Text provided:
This lesson is appropriate for children ages 11 and up.
Students first model how increasing levels of carbon dioxide in the air can alter chemical reactions in the ocean water. They will compare the chemical reactions shown on “Normal Ocean Chemistry” mat with “Ocean Acidification” mat. These activities recreate important chemical reactions in the ocean using LEGO® bricks to model the atoms.
After completing the first two activities mats, the students engage with the “Ocean and pH Scale” mat.
This activity is highly recommended to help students understand the consequences of ocean acidification.
Several short activities explain what the pH numbers mean and include the following objectives: reinforcing the essential chemistry concepts for ocean acidification, making predictions for our ocean’s pH in the future, and providing suggestions for what students can do to slow down ocean acidification.
- Students will first model a normal ocean to observe the chemical reactions that occur in the ocean.
- Next, the students will model the chemical reactions that produce ocean acidification. The initial number of carbon dioxide molecules in the air above the water will be increased to observe what happens. A greater number of carbon dioxide molecules will be absorbed by the ocean.
- The increased carbon dioxide in the water has consequences now. The increase in free H atoms can make it too difficult for sea creatures to build chalk for their shells.

Excerpted data:
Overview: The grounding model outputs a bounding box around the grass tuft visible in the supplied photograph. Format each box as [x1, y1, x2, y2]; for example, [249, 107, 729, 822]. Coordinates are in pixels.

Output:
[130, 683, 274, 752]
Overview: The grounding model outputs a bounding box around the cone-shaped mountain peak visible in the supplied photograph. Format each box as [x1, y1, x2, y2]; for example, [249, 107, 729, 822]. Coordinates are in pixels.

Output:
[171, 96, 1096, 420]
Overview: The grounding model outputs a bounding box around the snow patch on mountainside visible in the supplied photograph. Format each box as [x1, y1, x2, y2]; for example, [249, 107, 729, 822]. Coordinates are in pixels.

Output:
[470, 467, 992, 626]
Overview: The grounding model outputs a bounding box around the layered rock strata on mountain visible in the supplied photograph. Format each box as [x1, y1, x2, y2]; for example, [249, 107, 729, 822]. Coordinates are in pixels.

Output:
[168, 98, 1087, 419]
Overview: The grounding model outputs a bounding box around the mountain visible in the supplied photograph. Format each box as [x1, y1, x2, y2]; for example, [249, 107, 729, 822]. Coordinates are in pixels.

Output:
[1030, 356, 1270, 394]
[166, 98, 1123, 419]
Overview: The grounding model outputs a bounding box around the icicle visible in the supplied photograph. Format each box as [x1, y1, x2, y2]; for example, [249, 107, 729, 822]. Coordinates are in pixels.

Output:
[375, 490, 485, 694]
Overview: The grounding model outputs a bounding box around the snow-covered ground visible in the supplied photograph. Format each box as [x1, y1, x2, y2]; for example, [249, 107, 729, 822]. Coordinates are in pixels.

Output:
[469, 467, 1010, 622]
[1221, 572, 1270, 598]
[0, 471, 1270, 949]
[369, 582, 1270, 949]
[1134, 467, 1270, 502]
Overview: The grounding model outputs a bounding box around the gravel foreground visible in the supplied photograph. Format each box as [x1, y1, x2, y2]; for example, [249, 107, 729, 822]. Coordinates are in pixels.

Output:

Exercise description:
In the lesson description, what do students use to model the atoms when recreating chemical reactions in the ocean? The records play no part in the work here.

Problem solution:
They use LEGO® bricks.